#### [Data to use]
++++++
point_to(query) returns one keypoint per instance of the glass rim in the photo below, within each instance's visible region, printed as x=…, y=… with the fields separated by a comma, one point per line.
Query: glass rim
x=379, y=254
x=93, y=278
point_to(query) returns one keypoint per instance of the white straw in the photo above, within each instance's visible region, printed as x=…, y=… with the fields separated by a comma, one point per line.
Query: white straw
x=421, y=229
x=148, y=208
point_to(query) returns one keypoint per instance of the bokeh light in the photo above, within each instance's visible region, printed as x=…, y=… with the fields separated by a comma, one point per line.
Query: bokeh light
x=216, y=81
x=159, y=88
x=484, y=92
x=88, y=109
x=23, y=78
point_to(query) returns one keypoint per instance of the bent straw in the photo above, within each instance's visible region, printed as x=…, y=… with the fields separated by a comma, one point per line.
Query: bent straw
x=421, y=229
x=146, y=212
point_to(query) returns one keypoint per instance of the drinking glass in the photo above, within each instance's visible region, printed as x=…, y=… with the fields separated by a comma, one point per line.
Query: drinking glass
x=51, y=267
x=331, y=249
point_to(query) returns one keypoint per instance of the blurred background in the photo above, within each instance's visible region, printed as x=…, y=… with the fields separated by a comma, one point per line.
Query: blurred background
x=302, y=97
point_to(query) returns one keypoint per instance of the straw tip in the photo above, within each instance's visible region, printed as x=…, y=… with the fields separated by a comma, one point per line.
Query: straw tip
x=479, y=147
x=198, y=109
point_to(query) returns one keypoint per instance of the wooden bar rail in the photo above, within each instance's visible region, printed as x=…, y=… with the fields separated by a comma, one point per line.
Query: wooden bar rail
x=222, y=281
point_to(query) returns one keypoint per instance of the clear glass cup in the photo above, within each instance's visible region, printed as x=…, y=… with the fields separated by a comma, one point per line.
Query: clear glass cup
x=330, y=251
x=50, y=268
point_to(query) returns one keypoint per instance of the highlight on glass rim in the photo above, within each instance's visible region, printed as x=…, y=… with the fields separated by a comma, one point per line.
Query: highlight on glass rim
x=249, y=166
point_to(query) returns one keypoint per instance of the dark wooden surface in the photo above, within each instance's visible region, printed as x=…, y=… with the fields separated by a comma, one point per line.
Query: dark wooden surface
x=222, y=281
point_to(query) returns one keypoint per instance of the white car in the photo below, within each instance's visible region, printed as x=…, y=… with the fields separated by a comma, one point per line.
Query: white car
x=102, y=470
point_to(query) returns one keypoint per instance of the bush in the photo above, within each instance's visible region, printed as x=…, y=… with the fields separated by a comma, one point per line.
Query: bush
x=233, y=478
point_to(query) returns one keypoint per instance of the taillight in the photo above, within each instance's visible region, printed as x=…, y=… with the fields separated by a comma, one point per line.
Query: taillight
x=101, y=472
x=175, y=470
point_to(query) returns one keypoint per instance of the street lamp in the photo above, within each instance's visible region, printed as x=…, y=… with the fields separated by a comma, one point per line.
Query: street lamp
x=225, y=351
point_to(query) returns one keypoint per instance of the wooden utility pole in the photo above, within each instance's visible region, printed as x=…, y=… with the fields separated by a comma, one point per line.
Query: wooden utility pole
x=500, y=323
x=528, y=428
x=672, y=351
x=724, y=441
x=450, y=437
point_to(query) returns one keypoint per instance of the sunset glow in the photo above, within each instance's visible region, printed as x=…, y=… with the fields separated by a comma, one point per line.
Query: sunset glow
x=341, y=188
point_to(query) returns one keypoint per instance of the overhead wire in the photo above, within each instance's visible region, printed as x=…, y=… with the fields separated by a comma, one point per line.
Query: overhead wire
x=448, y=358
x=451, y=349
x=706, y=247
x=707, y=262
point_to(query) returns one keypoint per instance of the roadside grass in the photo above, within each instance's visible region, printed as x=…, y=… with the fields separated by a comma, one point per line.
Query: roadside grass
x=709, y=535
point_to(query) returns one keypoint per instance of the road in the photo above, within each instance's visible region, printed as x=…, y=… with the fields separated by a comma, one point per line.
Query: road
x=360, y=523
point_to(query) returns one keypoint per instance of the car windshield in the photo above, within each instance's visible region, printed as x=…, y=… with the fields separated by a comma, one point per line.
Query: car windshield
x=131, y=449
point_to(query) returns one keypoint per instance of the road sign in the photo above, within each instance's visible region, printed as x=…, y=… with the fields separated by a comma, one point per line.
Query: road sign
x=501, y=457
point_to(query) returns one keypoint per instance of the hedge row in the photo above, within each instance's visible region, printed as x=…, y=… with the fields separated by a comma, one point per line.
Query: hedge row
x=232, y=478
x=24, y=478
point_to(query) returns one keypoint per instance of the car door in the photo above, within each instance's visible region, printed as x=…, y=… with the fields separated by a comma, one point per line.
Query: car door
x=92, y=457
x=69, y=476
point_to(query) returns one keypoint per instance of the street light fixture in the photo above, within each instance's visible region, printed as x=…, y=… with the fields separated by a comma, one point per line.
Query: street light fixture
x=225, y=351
++++++
#### [What you have to do]
Present all of the records above as a Markdown table with the columns Row and Line. Number each row in order and omit any blank lines.

#### [Answer to this problem]
| Row | Line |
|---|---|
| 1 | point_to(query) returns one keypoint per instance of the glass rim in the photo below, within each instance's visible region, printed as x=…, y=… with the fields separated by a comma, one point per line. |
| 2 | Query: glass rim |
| 3 | x=379, y=254 |
| 4 | x=93, y=278 |
| 5 | point_to(query) returns one keypoint per instance of the white straw in the photo above, within each instance's visible region, printed as x=…, y=… with the fields separated by a comma, one point per line. |
| 6 | Query: white straw |
| 7 | x=421, y=229 |
| 8 | x=148, y=208 |
| 9 | point_to(query) returns one keypoint per instance of the bokeh light in the photo above, within each instance's visible region, printed as x=…, y=… with the fields separated by a comma, one point per line. |
| 10 | Query: bokeh light |
| 11 | x=216, y=81 |
| 12 | x=159, y=88 |
| 13 | x=484, y=92 |
| 14 | x=88, y=109 |
| 15 | x=23, y=78 |
| 16 | point_to(query) returns one keypoint per instance of the bent straw in the photo above, within each instance's visible region, printed as x=…, y=… with the fields separated by a comma, one point per line. |
| 17 | Query: bent straw |
| 18 | x=421, y=229 |
| 19 | x=146, y=212 |
| 20 | point_to(query) returns one keypoint per instance of the drinking glass in the photo above, within each instance's visible region, printed as x=…, y=… with the fields separated by a comma, one point per line. |
| 21 | Query: drinking glass |
| 22 | x=51, y=267 |
| 23 | x=331, y=249 |
| 24 | point_to(query) returns one keypoint per instance of the blurred background in the photo above, within each instance's visible region, printed as x=…, y=… with the fields separated by a comma, one point per line. |
| 25 | Query: blurred background |
| 26 | x=302, y=97 |
| 27 | point_to(query) returns one keypoint per instance of the straw tip in the photo above, within each instance's visible region, printed as x=…, y=… with the fields separated by a comma, one point per line. |
| 28 | Query: straw tip |
| 29 | x=479, y=147 |
| 30 | x=198, y=109 |
| 31 | point_to(query) returns one keypoint per instance of the wooden bar rail in the photo above, within each instance's visible region, printed as x=…, y=… with the fields separated by a comma, one point per line. |
| 32 | Query: wooden bar rail |
| 33 | x=222, y=281 |
| 34 | point_to(query) returns one keypoint per instance of the clear glass cup in the photo above, within each instance's visible region, printed as x=…, y=… with the fields separated by a comma, one point per line. |
| 35 | Query: clear glass cup |
| 36 | x=330, y=251 |
| 37 | x=50, y=268 |
| 38 | point_to(query) returns one keypoint per instance of the highlight on glass rim in the photo above, within each instance's visible region, printed as x=…, y=… with the fields separated by a comma, one point per line. |
| 39 | Query: highlight on glass rim |
| 40 | x=249, y=166 |
| 41 | point_to(query) returns one keypoint per instance of the dark wooden surface in the photo above, within each instance's visible region, printed as x=…, y=… with the fields separated by a comma, one point per line. |
| 42 | Query: dark wooden surface |
| 43 | x=222, y=281 |
| 44 | point_to(query) returns one keypoint per instance of the white car in the photo below, within each instance's visible region, printed as x=…, y=… with the fields separated by a comma, one point per line. |
| 45 | Query: white car |
| 46 | x=102, y=470 |
| 47 | point_to(query) returns one keypoint per instance of the bush in the photo above, within each instance's visible region, printed as x=…, y=… with the fields separated by a comma, one point per line. |
| 48 | Query: bush |
| 49 | x=233, y=478 |
| 50 | point_to(query) returns one keypoint per instance of the taillight in the photo above, within each instance's visible region, printed as x=…, y=… with the fields separated by a comma, one point per line. |
| 51 | Query: taillight |
| 52 | x=101, y=472 |
| 53 | x=175, y=470 |
| 54 | point_to(query) returns one keypoint per instance of the street lamp in the photo above, within each instance's visible region, printed as x=…, y=… with the fields separated by a comma, one point per line. |
| 55 | Query: street lamp |
| 56 | x=225, y=351 |
| 57 | point_to(query) returns one keypoint per instance of the wooden utility pole in the photo above, within each instance's visible region, printed as x=…, y=… with the fields separated by a comma, one point per line. |
| 58 | Query: wooden utility pole |
| 59 | x=500, y=323 |
| 60 | x=528, y=428 |
| 61 | x=672, y=351 |
| 62 | x=724, y=441 |
| 63 | x=450, y=437 |
| 64 | point_to(query) returns one keypoint per instance of the sunset glow in the photo above, within each instance's visible region, printed as x=…, y=… with the fields separated by a comma, one point per line. |
| 65 | Query: sunset glow |
| 66 | x=341, y=188 |
| 67 | point_to(query) returns one keypoint per instance of the overhead wire in the photo above, within each instance's visible region, printed as x=…, y=… with the fields separated by a comma, one point per line. |
| 68 | Query: overhead wire |
| 69 | x=448, y=358 |
| 70 | x=451, y=349 |
| 71 | x=706, y=247 |
| 72 | x=707, y=262 |
| 73 | point_to(query) returns one keypoint per instance of the roadside grass in the photo above, within each instance's visible region, printed as x=…, y=… with the fields separated by a comma, one point per line. |
| 74 | Query: roadside grass |
| 75 | x=709, y=535 |
| 76 | point_to(query) returns one keypoint per instance of the road in the photo above, within each instance's visible region, printed as x=…, y=… with the fields separated by a comma, one point per line. |
| 77 | Query: road |
| 78 | x=360, y=523 |
| 79 | point_to(query) returns one keypoint per instance of the car windshield in the photo above, within each instance's visible region, printed as x=…, y=… with the fields separated by a comma, one point per line. |
| 80 | Query: car windshield |
| 81 | x=131, y=449 |
| 82 | point_to(query) returns one keypoint per instance of the road sign in the photo above, within each instance's visible region, printed as x=…, y=… with the fields separated by a comma, one point per line. |
| 83 | Query: road sign |
| 84 | x=501, y=457 |
| 85 | point_to(query) returns one keypoint per instance of the hedge row in the photo above, within each instance's visible region, printed as x=…, y=… with the fields separated by a comma, one point per line. |
| 86 | Query: hedge row |
| 87 | x=232, y=478 |
| 88 | x=24, y=478 |
| 89 | point_to(query) returns one keypoint per instance of the car door in the photo above, within each instance's visible region, printed as x=…, y=… with the fields separated by a comma, one point per line. |
| 90 | Query: car door |
| 91 | x=92, y=457 |
| 92 | x=69, y=476 |
| 93 | point_to(query) returns one keypoint per instance of the street light fixture in the photo above, within each instance's visible region, printed as x=…, y=… with the fields separated by a comma, one point per line. |
| 94 | Query: street light fixture |
| 95 | x=225, y=351 |